Los que aspiran a salirse de sí mismos y escapar al hombre que son, incurren en la locura, y en vez de transformare en ángeles se transforman en bestias”.
“Detesto tener el espíritu en las nubes cuando tenemos el cuerpo ante la mesa; no quiero que el espíritu se paralice ni encenague, si no que se aplique, no que se apoltrone si no que se asiente. Aristipo sólo se cuidaba del cuerpo, como si no tuviésemos alma; Zenón sólo atendía el alma, como si no tuviéramos cuerpo; y los dos obraban viciosamente… … el verdadero justo medio se ve en Sócrates. Cuando bailo, bailo; cuando duermo, duermo…”
“Prefiero entenderme bien yo mismo que según Cicerón. Con mi experiencia propia encuentro bastante para hacerme sabio, si de ella fuera buen estudiante”.
No escucharnos y buscar modelos en los demás ha sido siempre una característica del hombre, una inclinación contra la cual Montaigne nos advierte una y otra vez, un lastre que nos ha acompañado desde el principio, pegado a nosotros como una sanguijuela, como una enfermedad que opaca el verdadero brillo de nuestra piel, que esconde el tono único de nuestro ser y lo cubre con una capa genérica que imita a hombres supuestamente hermosos que en realidad no existen.
“Es perfección absoluta, y semejante a la divina, saber gozar realmente del propio ser. Buscamos otras condiciones porque entendemos las nuestras, y nos salimos de nosotros mismos por ignorar lo que nos compete hacer. Aunque andemos con zancos, siempre andaremos con nuestras piernas, y en el más elevado trono del mundo siempre sobre nuestro culo nos sentamos”.
María Moreno dice
La fortuna me trajo hasta este blog mientras buscaba comentarios sobre Montaigne. Todo tu trabajo es bellísimo. Me encanta el hombre en el que te has convertido. Enhorabuena.
Ale dice
¡Gracias! Qué chido que llegaste y que te gustó: ¡Un abrazo!
Maya dice
Buscando en las páginas de mi cuaderno de notas los garabatos con que había apuntado la bibliografía del mes, me encontré con la dirección de tu blog. No recordaba haberla apuntado, así que, curiosa, he entrado. ¡Mira que sorpresa me he llevado! Divertido, fresco, interesante. Volveré más seguido por aquí…
Ale dice
¡Hey, qué chido! Qué bueno que llegaste hasta aquí.. ya me metí a tu blog, me gustó… ¡felicidades por la nueva etapa!
karla dice
Me gusta esta fluido, practico y den ganas de leerte mas … pensaba en esto que decía FOUCAULT “El hombre es una invención cuya fecha reciente muestra con toda facilidad la arqueología de nuestro pensamiento. Y quizá también su próximo fin.”
Ale dice
¡Hey, qué bueno que te gustó! Yo todavía no he leído a Foucault, pero lo tendré que poner en mi lista de libros por leer, ¡qué son muchos!
¡Bienvenida, me gusta leerte por aquí! ¿tienes algún blog?
karla dice
Si te lo recomiendo a mi me gusta! y pues aun el blog lo construyo jaja espero pronto compartirlo Saludos!
Ale dice
Va, cuando ya lo tengas me avisas, para visitarlo! más saludos!
──────
§ **SOBRE ESTA TAREA**: Duplique sin alteraciones el pasaje del fragmento sobre Montaigne que se abre con las palabras que contienen "María Moreno dice" y se cierra con "has convertido. Enhorabuena.".
──────
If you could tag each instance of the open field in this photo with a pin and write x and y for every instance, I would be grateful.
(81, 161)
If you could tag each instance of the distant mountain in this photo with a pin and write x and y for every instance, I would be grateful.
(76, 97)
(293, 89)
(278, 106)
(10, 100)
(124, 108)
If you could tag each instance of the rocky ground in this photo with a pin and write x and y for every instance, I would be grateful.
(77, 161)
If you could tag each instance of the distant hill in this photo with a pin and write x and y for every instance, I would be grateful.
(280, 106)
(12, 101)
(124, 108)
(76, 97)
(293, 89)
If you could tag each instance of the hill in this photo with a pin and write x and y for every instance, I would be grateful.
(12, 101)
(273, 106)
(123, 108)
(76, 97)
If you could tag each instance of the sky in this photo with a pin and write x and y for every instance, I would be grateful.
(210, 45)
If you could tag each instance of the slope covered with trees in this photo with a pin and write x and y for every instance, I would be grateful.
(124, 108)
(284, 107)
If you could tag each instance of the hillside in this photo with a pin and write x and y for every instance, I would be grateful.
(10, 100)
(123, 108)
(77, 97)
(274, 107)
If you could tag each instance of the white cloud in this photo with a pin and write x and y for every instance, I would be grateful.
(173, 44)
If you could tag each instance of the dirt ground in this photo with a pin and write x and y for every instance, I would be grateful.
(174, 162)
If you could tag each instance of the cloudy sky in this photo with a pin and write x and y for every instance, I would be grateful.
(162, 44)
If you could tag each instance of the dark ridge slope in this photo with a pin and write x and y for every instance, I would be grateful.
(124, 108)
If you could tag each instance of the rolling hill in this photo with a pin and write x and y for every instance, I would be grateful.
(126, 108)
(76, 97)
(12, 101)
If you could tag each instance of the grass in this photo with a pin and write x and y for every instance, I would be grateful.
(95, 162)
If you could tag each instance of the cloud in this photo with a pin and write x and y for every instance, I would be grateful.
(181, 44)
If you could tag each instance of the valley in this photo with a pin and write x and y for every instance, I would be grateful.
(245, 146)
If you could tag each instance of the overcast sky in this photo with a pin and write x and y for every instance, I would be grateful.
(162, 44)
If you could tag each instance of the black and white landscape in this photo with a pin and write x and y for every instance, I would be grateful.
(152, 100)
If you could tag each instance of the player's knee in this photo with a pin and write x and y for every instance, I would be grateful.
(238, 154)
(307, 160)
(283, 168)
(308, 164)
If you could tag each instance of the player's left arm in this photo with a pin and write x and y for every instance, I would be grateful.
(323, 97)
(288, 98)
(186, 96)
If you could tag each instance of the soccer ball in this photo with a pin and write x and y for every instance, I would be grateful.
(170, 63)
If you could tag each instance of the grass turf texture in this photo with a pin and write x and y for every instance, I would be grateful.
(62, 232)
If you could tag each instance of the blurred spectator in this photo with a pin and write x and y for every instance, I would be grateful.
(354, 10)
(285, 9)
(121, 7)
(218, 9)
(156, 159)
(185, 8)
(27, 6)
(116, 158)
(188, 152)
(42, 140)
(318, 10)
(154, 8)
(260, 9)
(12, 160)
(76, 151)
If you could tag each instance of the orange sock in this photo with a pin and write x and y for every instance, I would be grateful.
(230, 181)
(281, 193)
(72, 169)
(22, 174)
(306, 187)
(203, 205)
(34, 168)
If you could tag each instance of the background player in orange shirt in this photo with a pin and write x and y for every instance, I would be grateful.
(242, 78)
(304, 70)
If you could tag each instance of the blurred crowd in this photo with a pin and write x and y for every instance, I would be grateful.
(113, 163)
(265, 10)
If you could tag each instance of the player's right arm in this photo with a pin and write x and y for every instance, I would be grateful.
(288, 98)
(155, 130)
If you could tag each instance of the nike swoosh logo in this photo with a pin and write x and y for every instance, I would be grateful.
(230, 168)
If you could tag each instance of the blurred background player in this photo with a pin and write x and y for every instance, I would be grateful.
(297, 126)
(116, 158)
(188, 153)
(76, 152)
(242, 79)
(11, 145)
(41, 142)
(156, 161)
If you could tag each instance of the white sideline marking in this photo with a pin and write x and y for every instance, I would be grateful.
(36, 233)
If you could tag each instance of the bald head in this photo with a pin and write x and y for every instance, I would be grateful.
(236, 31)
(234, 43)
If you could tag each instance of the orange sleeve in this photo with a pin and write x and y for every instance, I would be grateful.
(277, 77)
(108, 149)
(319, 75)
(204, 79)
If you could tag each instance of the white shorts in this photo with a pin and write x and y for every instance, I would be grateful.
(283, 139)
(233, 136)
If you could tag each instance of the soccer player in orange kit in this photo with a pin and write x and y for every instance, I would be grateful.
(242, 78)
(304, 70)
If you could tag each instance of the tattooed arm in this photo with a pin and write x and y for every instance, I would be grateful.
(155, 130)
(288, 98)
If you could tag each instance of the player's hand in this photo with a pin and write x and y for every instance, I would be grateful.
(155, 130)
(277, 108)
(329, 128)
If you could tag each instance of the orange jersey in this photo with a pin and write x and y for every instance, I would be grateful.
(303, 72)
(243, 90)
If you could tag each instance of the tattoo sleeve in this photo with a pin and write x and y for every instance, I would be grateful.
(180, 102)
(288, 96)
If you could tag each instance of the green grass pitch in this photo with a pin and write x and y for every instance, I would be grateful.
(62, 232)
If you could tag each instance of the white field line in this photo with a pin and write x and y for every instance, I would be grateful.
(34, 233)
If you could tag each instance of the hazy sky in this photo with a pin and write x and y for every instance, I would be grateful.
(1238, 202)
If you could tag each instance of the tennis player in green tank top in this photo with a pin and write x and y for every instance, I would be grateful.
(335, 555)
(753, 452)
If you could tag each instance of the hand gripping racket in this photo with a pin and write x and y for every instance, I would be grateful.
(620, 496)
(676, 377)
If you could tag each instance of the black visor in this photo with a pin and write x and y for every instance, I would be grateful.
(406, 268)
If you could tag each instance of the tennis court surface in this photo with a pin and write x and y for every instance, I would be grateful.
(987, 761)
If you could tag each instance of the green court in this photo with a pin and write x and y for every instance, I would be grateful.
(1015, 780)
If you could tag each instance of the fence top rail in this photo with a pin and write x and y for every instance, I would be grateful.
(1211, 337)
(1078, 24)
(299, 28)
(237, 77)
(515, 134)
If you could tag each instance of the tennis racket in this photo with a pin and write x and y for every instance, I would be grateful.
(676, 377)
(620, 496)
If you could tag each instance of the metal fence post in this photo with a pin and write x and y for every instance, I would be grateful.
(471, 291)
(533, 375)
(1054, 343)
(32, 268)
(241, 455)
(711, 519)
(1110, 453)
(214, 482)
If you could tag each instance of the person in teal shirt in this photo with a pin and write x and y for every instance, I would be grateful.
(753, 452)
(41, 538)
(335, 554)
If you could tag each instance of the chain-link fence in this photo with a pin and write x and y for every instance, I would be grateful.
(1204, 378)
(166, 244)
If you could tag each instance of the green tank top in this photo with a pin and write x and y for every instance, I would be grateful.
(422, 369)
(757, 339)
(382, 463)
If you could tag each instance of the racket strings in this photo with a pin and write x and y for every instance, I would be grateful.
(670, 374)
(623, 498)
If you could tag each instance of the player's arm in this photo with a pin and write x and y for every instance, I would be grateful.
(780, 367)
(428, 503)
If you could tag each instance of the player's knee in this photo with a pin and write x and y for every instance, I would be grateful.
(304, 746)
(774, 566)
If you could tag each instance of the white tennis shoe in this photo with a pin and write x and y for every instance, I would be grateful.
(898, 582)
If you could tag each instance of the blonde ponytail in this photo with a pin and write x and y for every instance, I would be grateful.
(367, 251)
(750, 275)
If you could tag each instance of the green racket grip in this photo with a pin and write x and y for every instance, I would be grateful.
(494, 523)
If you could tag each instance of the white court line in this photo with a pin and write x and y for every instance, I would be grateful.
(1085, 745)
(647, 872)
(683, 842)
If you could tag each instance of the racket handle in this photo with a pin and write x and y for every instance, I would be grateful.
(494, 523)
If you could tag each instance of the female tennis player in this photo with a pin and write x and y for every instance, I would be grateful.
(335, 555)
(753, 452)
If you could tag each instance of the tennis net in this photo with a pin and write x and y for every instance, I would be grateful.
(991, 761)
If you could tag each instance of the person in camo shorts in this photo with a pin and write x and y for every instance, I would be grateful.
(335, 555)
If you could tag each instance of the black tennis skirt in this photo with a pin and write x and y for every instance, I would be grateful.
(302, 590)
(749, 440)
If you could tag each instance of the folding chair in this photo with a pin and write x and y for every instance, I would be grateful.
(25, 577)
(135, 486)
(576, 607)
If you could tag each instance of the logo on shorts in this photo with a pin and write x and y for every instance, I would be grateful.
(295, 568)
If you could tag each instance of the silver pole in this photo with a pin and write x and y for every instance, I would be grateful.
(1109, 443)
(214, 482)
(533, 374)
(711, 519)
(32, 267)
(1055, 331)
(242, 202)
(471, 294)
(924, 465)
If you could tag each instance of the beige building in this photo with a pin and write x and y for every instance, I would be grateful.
──────
§ **RESULTADO OBTENIDO**:
María Moreno dice
La fortuna me trajo hasta este blog mientras buscaba comentarios sobre Montaigne. Todo tu trabajo es bellísimo. Me encanta el hombre en el que te has convertido. Enhorabuena.